*WHAT YOU HAVE TO DO*. From the entries below, pull out each line where "pink" appears.

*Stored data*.
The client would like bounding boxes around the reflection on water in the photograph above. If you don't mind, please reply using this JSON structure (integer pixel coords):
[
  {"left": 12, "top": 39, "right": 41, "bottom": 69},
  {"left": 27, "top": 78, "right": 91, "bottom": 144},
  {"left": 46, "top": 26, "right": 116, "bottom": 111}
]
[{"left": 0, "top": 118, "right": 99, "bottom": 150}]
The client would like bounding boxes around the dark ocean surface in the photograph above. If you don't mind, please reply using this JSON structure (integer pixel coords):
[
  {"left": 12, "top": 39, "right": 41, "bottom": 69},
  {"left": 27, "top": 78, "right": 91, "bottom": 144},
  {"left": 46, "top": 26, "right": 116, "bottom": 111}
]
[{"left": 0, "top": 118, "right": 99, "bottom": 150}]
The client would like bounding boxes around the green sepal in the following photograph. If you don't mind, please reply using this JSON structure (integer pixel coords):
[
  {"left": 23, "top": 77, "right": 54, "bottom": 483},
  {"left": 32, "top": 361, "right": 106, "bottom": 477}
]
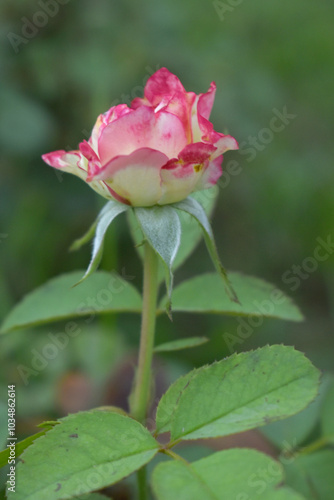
[
  {"left": 173, "top": 196, "right": 239, "bottom": 303},
  {"left": 69, "top": 220, "right": 97, "bottom": 252},
  {"left": 134, "top": 205, "right": 181, "bottom": 316},
  {"left": 74, "top": 200, "right": 129, "bottom": 286}
]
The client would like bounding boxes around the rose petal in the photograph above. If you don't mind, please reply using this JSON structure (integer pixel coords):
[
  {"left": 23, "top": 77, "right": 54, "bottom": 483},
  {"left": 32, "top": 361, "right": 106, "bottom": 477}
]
[
  {"left": 79, "top": 140, "right": 101, "bottom": 180},
  {"left": 132, "top": 69, "right": 197, "bottom": 141},
  {"left": 178, "top": 142, "right": 217, "bottom": 164},
  {"left": 42, "top": 150, "right": 114, "bottom": 200},
  {"left": 89, "top": 105, "right": 132, "bottom": 153},
  {"left": 195, "top": 155, "right": 223, "bottom": 190},
  {"left": 142, "top": 67, "right": 186, "bottom": 106},
  {"left": 212, "top": 134, "right": 239, "bottom": 159},
  {"left": 197, "top": 81, "right": 216, "bottom": 120},
  {"left": 95, "top": 148, "right": 169, "bottom": 207},
  {"left": 42, "top": 150, "right": 87, "bottom": 179},
  {"left": 159, "top": 159, "right": 208, "bottom": 205},
  {"left": 99, "top": 106, "right": 187, "bottom": 164}
]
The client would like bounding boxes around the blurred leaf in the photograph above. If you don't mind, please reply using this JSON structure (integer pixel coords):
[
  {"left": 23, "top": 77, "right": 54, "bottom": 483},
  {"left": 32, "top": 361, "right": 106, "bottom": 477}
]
[
  {"left": 156, "top": 345, "right": 320, "bottom": 440},
  {"left": 1, "top": 271, "right": 141, "bottom": 334},
  {"left": 152, "top": 448, "right": 304, "bottom": 500},
  {"left": 2, "top": 269, "right": 301, "bottom": 334},
  {"left": 261, "top": 373, "right": 334, "bottom": 449},
  {"left": 8, "top": 410, "right": 159, "bottom": 500},
  {"left": 174, "top": 196, "right": 239, "bottom": 303},
  {"left": 0, "top": 86, "right": 55, "bottom": 154},
  {"left": 284, "top": 450, "right": 334, "bottom": 500},
  {"left": 0, "top": 402, "right": 7, "bottom": 446},
  {"left": 154, "top": 336, "right": 209, "bottom": 353},
  {"left": 321, "top": 379, "right": 334, "bottom": 443},
  {"left": 161, "top": 272, "right": 303, "bottom": 321},
  {"left": 75, "top": 495, "right": 111, "bottom": 500},
  {"left": 75, "top": 494, "right": 111, "bottom": 500}
]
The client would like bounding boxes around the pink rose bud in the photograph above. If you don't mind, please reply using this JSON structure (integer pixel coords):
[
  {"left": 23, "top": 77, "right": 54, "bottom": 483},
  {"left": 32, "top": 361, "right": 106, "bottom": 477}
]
[{"left": 42, "top": 68, "right": 238, "bottom": 207}]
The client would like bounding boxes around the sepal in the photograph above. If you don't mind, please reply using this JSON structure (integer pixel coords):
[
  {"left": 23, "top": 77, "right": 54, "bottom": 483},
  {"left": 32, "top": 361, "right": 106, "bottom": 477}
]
[
  {"left": 134, "top": 206, "right": 181, "bottom": 316},
  {"left": 74, "top": 200, "right": 129, "bottom": 286},
  {"left": 173, "top": 196, "right": 239, "bottom": 303}
]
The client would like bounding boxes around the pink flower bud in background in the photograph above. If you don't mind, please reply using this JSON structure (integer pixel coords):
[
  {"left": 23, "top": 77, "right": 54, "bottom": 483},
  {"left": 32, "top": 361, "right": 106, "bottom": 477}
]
[{"left": 42, "top": 68, "right": 238, "bottom": 207}]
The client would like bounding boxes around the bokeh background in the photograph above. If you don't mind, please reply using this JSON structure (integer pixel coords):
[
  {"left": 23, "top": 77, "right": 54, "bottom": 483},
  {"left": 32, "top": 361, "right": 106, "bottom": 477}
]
[{"left": 0, "top": 0, "right": 333, "bottom": 498}]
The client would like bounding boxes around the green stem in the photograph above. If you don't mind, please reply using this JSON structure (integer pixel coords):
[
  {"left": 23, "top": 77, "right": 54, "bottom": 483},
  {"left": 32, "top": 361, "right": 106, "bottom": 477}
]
[
  {"left": 161, "top": 448, "right": 189, "bottom": 465},
  {"left": 297, "top": 436, "right": 330, "bottom": 456},
  {"left": 136, "top": 467, "right": 147, "bottom": 500},
  {"left": 130, "top": 242, "right": 159, "bottom": 500},
  {"left": 131, "top": 242, "right": 159, "bottom": 423}
]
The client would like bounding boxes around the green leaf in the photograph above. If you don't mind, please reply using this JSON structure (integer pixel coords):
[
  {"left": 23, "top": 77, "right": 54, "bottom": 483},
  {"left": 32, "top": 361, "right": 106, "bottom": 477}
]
[
  {"left": 134, "top": 206, "right": 181, "bottom": 312},
  {"left": 173, "top": 196, "right": 239, "bottom": 303},
  {"left": 75, "top": 200, "right": 129, "bottom": 285},
  {"left": 1, "top": 271, "right": 141, "bottom": 333},
  {"left": 0, "top": 427, "right": 54, "bottom": 468},
  {"left": 127, "top": 188, "right": 217, "bottom": 271},
  {"left": 155, "top": 345, "right": 320, "bottom": 441},
  {"left": 159, "top": 272, "right": 303, "bottom": 321},
  {"left": 8, "top": 410, "right": 159, "bottom": 500},
  {"left": 152, "top": 448, "right": 304, "bottom": 500},
  {"left": 154, "top": 337, "right": 209, "bottom": 353},
  {"left": 321, "top": 379, "right": 334, "bottom": 443},
  {"left": 261, "top": 373, "right": 334, "bottom": 449},
  {"left": 284, "top": 450, "right": 334, "bottom": 500},
  {"left": 155, "top": 370, "right": 201, "bottom": 435}
]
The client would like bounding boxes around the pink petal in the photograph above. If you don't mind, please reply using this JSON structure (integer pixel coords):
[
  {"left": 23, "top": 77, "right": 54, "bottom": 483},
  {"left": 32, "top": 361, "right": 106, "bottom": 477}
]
[
  {"left": 42, "top": 149, "right": 116, "bottom": 201},
  {"left": 89, "top": 105, "right": 132, "bottom": 152},
  {"left": 131, "top": 96, "right": 149, "bottom": 109},
  {"left": 178, "top": 142, "right": 216, "bottom": 164},
  {"left": 93, "top": 148, "right": 169, "bottom": 207},
  {"left": 95, "top": 147, "right": 168, "bottom": 181},
  {"left": 159, "top": 158, "right": 207, "bottom": 205},
  {"left": 212, "top": 134, "right": 239, "bottom": 159},
  {"left": 195, "top": 155, "right": 223, "bottom": 190},
  {"left": 42, "top": 150, "right": 86, "bottom": 178},
  {"left": 98, "top": 106, "right": 187, "bottom": 165},
  {"left": 142, "top": 67, "right": 186, "bottom": 106},
  {"left": 197, "top": 82, "right": 216, "bottom": 120},
  {"left": 103, "top": 103, "right": 132, "bottom": 123},
  {"left": 158, "top": 141, "right": 217, "bottom": 204},
  {"left": 131, "top": 69, "right": 196, "bottom": 141},
  {"left": 79, "top": 140, "right": 101, "bottom": 180}
]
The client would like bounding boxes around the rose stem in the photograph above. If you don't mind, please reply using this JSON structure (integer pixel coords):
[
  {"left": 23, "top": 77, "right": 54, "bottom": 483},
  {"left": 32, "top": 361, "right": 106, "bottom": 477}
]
[{"left": 130, "top": 241, "right": 159, "bottom": 499}]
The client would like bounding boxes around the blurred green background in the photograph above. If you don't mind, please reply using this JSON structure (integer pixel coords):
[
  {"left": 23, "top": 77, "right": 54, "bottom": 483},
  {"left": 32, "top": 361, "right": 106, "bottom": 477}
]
[{"left": 1, "top": 0, "right": 334, "bottom": 498}]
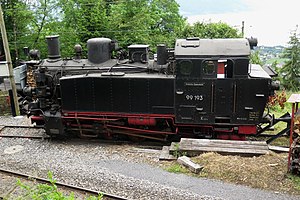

*EXERCISE SOLUTION*.
The client would like bounding boxes around the pink rose bud in the photograph above. If you don't mind, please reply using this JSON structure (integer pixel coords):
The client would like bounding boxes around the pink flower bud in background in the photograph above. If you don't mind, please reply using this JSON structure (integer pixel coords):
The client would like bounding boxes around the pink petal in the photograph above. If you don't mind, please reply using this JSON structure (integer pixel coords):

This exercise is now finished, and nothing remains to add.